Data records:
★ ★ ★
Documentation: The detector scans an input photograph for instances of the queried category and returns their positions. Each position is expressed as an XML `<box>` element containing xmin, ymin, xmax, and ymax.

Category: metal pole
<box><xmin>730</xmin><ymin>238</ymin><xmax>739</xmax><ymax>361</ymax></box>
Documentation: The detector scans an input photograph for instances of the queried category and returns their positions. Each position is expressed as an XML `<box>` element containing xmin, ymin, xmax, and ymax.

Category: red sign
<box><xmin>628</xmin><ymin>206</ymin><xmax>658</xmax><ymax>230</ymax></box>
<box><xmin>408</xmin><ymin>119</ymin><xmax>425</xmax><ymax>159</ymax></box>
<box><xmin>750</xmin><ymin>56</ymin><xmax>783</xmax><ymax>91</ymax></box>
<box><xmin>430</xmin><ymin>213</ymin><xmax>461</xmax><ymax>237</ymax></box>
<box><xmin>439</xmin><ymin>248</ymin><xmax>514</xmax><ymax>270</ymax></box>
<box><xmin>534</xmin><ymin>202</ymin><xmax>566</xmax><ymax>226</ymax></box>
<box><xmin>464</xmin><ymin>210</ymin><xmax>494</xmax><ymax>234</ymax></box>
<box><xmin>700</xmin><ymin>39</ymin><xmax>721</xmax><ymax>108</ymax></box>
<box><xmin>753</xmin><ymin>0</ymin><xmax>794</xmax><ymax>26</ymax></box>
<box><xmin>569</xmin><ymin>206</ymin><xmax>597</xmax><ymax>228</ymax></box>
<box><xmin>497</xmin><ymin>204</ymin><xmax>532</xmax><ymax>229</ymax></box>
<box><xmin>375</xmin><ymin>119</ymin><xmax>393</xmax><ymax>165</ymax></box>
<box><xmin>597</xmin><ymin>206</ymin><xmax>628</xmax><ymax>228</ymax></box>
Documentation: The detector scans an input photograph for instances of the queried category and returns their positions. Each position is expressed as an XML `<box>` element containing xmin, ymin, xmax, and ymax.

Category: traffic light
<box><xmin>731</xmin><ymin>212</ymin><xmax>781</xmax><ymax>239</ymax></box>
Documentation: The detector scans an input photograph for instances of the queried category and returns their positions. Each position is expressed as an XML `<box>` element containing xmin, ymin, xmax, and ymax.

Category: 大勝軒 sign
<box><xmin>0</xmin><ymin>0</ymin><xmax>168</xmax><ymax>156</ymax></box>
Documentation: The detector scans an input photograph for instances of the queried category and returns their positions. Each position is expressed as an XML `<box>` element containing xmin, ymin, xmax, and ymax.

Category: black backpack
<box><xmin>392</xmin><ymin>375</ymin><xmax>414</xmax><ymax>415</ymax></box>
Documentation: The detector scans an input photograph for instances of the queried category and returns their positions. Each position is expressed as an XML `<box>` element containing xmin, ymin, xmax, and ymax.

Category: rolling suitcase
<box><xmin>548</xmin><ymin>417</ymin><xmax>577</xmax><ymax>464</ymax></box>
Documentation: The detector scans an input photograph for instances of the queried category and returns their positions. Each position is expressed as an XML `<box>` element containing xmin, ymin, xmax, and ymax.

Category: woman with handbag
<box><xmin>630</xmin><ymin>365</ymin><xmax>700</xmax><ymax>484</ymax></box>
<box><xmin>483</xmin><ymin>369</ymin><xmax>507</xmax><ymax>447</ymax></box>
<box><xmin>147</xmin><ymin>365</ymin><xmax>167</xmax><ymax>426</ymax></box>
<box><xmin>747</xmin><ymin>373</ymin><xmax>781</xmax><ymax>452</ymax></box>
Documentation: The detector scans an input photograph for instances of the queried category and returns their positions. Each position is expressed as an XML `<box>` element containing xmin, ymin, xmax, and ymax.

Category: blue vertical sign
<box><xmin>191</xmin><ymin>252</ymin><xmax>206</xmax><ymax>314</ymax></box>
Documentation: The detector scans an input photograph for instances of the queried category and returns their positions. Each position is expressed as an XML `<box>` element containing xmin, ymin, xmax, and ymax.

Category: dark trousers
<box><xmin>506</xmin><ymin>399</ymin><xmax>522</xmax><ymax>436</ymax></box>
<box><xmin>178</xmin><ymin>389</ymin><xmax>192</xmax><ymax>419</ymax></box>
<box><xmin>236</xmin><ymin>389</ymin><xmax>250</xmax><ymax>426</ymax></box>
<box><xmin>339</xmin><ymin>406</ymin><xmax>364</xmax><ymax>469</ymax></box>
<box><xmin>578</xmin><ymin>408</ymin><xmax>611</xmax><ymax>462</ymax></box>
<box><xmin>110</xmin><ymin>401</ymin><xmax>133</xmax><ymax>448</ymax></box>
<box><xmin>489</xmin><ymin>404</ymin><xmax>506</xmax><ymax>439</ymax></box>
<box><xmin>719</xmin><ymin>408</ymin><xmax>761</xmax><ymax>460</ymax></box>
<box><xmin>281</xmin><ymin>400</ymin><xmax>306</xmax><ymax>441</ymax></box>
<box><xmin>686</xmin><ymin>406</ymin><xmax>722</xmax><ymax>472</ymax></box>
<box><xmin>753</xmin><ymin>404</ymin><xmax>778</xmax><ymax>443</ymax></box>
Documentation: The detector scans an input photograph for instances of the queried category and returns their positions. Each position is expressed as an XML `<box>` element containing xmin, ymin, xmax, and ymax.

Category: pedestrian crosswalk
★ ★ ★
Nothing should be left out: repeat all of the data exactly.

Documentation: The detector scans an input photograph for instances of the queried category and returns their positions. Each position is expressed as an XML `<box>` element containing xmin, ymin, xmax, and ymax.

Category: metal pole
<box><xmin>730</xmin><ymin>238</ymin><xmax>739</xmax><ymax>361</ymax></box>
Documentation: The detector scans an input photograph for instances of the queried category and returns their positions. Each position is expressed as an XML `<box>` element containing xmin, ymin, xmax, and ymax.

Category: red sign
<box><xmin>628</xmin><ymin>206</ymin><xmax>658</xmax><ymax>230</ymax></box>
<box><xmin>408</xmin><ymin>119</ymin><xmax>425</xmax><ymax>159</ymax></box>
<box><xmin>750</xmin><ymin>56</ymin><xmax>783</xmax><ymax>91</ymax></box>
<box><xmin>430</xmin><ymin>213</ymin><xmax>461</xmax><ymax>237</ymax></box>
<box><xmin>439</xmin><ymin>248</ymin><xmax>514</xmax><ymax>270</ymax></box>
<box><xmin>534</xmin><ymin>202</ymin><xmax>566</xmax><ymax>226</ymax></box>
<box><xmin>464</xmin><ymin>210</ymin><xmax>494</xmax><ymax>234</ymax></box>
<box><xmin>700</xmin><ymin>39</ymin><xmax>721</xmax><ymax>108</ymax></box>
<box><xmin>753</xmin><ymin>0</ymin><xmax>794</xmax><ymax>26</ymax></box>
<box><xmin>569</xmin><ymin>206</ymin><xmax>597</xmax><ymax>228</ymax></box>
<box><xmin>497</xmin><ymin>204</ymin><xmax>532</xmax><ymax>229</ymax></box>
<box><xmin>375</xmin><ymin>119</ymin><xmax>393</xmax><ymax>165</ymax></box>
<box><xmin>597</xmin><ymin>206</ymin><xmax>628</xmax><ymax>228</ymax></box>
Documentation: The detector scans an input photograph for instances of the queried category and returns their positions. Each position is expressed as an XML `<box>` element containing xmin, ymin, xmax, and ymax.

Category: traffic light
<box><xmin>731</xmin><ymin>212</ymin><xmax>781</xmax><ymax>239</ymax></box>
Documentation: The detector scans an input photograph for instances of the queried category and returns their positions. Each position is expressed as an XML `<box>` element containing xmin, ymin, xmax, and ymax.

Category: 大勝軒 sign
<box><xmin>0</xmin><ymin>0</ymin><xmax>168</xmax><ymax>156</ymax></box>
Documentation: The detector scans an input photograph for instances of the queried category and returns their positions. Each position is expressed as an XML `<box>` element containing xmin, ymin, xmax, and ymax.

Category: black backpack
<box><xmin>392</xmin><ymin>375</ymin><xmax>414</xmax><ymax>415</ymax></box>
Documentation: The detector scans an input photograph for instances of the queried category and returns their positions. Each position is expressed as an XML `<box>` element containing xmin, ymin, xmax, and ymax.

Category: rolling suitcase
<box><xmin>548</xmin><ymin>417</ymin><xmax>577</xmax><ymax>464</ymax></box>
Documentation: The detector scans an input photograph for instances of the queried category and returns their positions. Each position is expressed as an XML `<box>` element containing xmin, ymin, xmax, and ymax.

Category: woman with handbag
<box><xmin>630</xmin><ymin>365</ymin><xmax>700</xmax><ymax>484</ymax></box>
<box><xmin>483</xmin><ymin>369</ymin><xmax>507</xmax><ymax>447</ymax></box>
<box><xmin>147</xmin><ymin>365</ymin><xmax>167</xmax><ymax>426</ymax></box>
<box><xmin>747</xmin><ymin>373</ymin><xmax>781</xmax><ymax>452</ymax></box>
Documentation: The detector scans an input photograph for instances of the queried category and returns their positions. Each position is expressed as an XML `<box>` element containing xmin, ymin, xmax, and ymax.

Category: blue vertical sign
<box><xmin>191</xmin><ymin>252</ymin><xmax>206</xmax><ymax>314</ymax></box>
Documentation: The detector scans an input photograph for instances of the queried category and returns their positions. Each position is expressed as an XML `<box>` element containing xmin, ymin, xmax, and ymax.

Category: dark trousers
<box><xmin>506</xmin><ymin>399</ymin><xmax>522</xmax><ymax>436</ymax></box>
<box><xmin>178</xmin><ymin>389</ymin><xmax>192</xmax><ymax>419</ymax></box>
<box><xmin>236</xmin><ymin>389</ymin><xmax>250</xmax><ymax>426</ymax></box>
<box><xmin>339</xmin><ymin>406</ymin><xmax>364</xmax><ymax>469</ymax></box>
<box><xmin>578</xmin><ymin>408</ymin><xmax>611</xmax><ymax>462</ymax></box>
<box><xmin>110</xmin><ymin>401</ymin><xmax>133</xmax><ymax>448</ymax></box>
<box><xmin>489</xmin><ymin>404</ymin><xmax>506</xmax><ymax>439</ymax></box>
<box><xmin>719</xmin><ymin>408</ymin><xmax>761</xmax><ymax>460</ymax></box>
<box><xmin>281</xmin><ymin>400</ymin><xmax>306</xmax><ymax>441</ymax></box>
<box><xmin>686</xmin><ymin>406</ymin><xmax>722</xmax><ymax>472</ymax></box>
<box><xmin>753</xmin><ymin>404</ymin><xmax>778</xmax><ymax>443</ymax></box>
Documentation: The detector scans an input photograph for instances of the queried category and returns their positions. Each position is expressed as an XML `<box>` element containing xmin, ymin, xmax, and ymax.

Category: pedestrian crosswalk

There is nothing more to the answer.